What to do ->
**1.** Revise the Motus passage from "When tracking wildlife" to "Motus comes in.", putting "listening stations" wherever "receivers" appears.
**2.** Pick up the passage on the Motus tracking network after its last sentence and carry it forward.

When tracking wildlife with automated radio telemetry over vast distances, the challenge of deploying enough receivers to get detections grows exponentially. To remedy this, data can be shared between all researchers so that essentially everyone is sharing receivers. This greatly expands the potential for this technology, but it comes with the added responsibility of coordinating projects, detection data and metadata – that’s where Motus comes in.
The Motus Wildlife Tracking System is an international collaborative network of researchers that use automated radio telemetry to simultaneously track hundreds of individuals of numerous species of birds, bats, and insects. The system enables a community of researchers, educators, organizations, and citizens to undertake impactful research and education on the ecology and conservation of migratory animals. When compared to other technologies, automated radio telemetry currently allows researchers to track the smallest animals possible, with high temporal and geographic precision, over great distances.
The philosophy behind Motus is that we’re all working together. At its core, Motus is community science. A community of researchers around the world conducting research on animals that are tracked by a network of coordinated receiving stations. These stations are maintained by a community of researchers, organizations, non-profits, governments, and individuals. In order for this concept to work, the system requires a centralized database and management system that all participants use. Most importantly, in order for your tags to be detected on any other station in the network, or for other project tags to be detected elsewhere, projects, receivers and tags need to be registered with, and have data processed by Motus. While any automated telemetry project can operate in isolation, operating as a Motus project combines the collective impact of local, regional, and even hemispheric projects into one massive collaborative effort that expands the scale and scope of everyone’s work and maximizes the use of scarce research dollars. It also makes data available and more useful for future projects, collaborative endeavors and large-scale meta analyses.

Information supplied ->
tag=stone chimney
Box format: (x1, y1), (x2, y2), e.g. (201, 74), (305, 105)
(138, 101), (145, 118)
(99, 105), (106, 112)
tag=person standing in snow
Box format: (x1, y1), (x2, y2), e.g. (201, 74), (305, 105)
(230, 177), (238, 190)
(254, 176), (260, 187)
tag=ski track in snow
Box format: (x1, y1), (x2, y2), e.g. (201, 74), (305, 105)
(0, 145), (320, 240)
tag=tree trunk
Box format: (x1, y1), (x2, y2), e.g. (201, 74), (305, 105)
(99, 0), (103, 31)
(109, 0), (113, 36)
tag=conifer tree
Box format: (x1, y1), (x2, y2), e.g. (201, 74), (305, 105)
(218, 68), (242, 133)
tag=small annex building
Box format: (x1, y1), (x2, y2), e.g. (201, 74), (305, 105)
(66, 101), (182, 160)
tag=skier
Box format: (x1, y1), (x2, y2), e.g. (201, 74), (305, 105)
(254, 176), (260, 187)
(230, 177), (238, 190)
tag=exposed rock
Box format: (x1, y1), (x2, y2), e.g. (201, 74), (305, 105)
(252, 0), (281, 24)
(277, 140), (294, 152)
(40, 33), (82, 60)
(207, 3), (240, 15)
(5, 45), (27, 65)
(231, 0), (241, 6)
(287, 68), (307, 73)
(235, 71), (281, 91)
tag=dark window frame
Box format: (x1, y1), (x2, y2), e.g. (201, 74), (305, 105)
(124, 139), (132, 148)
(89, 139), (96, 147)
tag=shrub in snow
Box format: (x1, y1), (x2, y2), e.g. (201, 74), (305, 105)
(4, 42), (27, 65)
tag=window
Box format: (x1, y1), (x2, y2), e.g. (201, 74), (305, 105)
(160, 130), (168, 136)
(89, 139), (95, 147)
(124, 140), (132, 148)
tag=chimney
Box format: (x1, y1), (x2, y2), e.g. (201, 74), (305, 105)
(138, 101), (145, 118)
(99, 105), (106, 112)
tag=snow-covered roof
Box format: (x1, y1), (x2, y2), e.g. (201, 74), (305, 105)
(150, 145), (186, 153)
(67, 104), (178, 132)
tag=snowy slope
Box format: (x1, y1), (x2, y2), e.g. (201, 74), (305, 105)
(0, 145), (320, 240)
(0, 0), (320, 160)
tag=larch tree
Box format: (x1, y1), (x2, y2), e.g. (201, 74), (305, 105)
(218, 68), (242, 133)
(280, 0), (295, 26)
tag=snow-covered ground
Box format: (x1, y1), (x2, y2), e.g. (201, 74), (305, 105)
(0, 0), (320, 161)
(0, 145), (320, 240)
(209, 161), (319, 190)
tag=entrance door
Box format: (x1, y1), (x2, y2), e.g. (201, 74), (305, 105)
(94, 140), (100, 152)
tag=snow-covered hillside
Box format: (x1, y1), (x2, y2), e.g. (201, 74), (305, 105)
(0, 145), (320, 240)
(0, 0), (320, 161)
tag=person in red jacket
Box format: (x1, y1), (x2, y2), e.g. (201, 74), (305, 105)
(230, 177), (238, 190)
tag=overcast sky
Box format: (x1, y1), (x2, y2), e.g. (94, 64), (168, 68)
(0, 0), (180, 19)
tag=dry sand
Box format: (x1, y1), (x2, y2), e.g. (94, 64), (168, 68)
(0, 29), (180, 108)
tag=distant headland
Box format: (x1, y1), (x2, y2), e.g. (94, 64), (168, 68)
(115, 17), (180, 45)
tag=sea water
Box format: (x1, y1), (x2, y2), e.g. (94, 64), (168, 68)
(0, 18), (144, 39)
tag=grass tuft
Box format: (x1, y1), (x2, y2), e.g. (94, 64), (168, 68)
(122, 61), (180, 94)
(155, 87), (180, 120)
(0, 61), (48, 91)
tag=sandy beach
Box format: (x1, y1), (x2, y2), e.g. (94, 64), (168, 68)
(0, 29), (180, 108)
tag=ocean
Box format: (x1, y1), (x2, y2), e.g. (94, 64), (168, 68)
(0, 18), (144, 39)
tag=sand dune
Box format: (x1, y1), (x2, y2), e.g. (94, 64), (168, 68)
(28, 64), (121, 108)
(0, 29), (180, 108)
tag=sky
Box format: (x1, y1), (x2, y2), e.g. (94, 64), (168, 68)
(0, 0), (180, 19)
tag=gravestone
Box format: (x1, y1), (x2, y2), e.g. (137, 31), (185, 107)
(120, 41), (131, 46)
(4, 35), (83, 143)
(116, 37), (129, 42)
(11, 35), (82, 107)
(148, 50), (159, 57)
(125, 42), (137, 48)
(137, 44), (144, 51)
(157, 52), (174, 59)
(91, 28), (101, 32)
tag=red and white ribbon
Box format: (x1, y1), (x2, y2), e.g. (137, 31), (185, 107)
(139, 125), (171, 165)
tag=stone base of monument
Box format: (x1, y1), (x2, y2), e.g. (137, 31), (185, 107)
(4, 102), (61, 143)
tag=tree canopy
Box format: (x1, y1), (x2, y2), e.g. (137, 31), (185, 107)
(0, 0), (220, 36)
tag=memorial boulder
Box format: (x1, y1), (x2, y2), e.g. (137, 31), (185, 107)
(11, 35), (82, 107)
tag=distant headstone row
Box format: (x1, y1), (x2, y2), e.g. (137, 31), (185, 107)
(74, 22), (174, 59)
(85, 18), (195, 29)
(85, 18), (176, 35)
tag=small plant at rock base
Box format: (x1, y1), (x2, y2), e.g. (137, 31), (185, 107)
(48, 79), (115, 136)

Answers in order ->
**1.**
When tracking wildlife with automated radio telemetry over vast distances, the challenge of deploying enough listening stations to get detections grows exponentially. To remedy this, data can be shared between all researchers so that essentially everyone is sharing listening stations. This greatly expands the potential for this technology, but it comes with the added responsibility of coordinating projects, detection data and metadata – that’s where Motus comes in.

**2.**
It's FREE to register your project and receivers to the Motus network, contribute data from those receivers, and use the resources on the website. In order for transmitters to be detected by the network, they must be reregistered with Motus and are charged a nominal fee to support data processing and ongoing maintenance and development of the research software platform. See the collaboration policy and fee schedule for more information.
The collaborative nature of Motus relies on a certain level of transparency with respect to data. While basic project and tag summary information is made publicly available, researchers have the ability to customize data accessibility and keep their project and data private if necessary. See the collaboration policy for more information.
Coordinated global network of automated radio telemetry receivers. See Motus by the numbers.
Become part of a global research and conservation community.
Collaborators have full control over data access.
Projects can be designed based on the placement of third-party stations.
Tagging data from multiple projects can be utilized in large-scale studies.
Communication, troubleshooting, and consultation from other researchers in the community, Motus staff and technology partners via the Motus discussion group.
One centralized data hub at Birds Canada National Data Centre
Standardized data format across all projects
Permanent archive of data
Access to the research software platform data visualization and management tools
Metadata management platform
Combined data from multiple stations into one simple-to-use database accessible through R
Facilitated import to Movebank to access their tools and services
Data is available from all stations in the network as soon as it’s uploaded to motus.org
Receiver and data management tools
Automatic data streaming from the receiver to Motus.org for stations with internet connectivity
Public access to station and tag summary data, tracks, and maps via motus.org.
All data is automatically packaged and available in real-time through the Motus R Package
Opportunities to Join a community of scientists developing new code for data processing, modelling, and manipulation
Motus Research Software Platform visualization tools
Draws on community supported options for local-to-hemispheric tracking infrastructure
Partnerships with multiple technology firms for receivers and tags across numerous cutting-edge technologies
Open-source hardware and software solutions via sensorgnome.org
Movement, migration, and population ecology
Animal behavior and physiology
Environmental management
Population, survival, and species dynamics
Stopover, site-based, and full life-cycle knowledge
Informing use of flyways and landscapes
Undergraduate through postgraduate studies
Open framework for development, code, and analysis sharing
Grade 7-12 STEM curricula (science, technology, engineering, math)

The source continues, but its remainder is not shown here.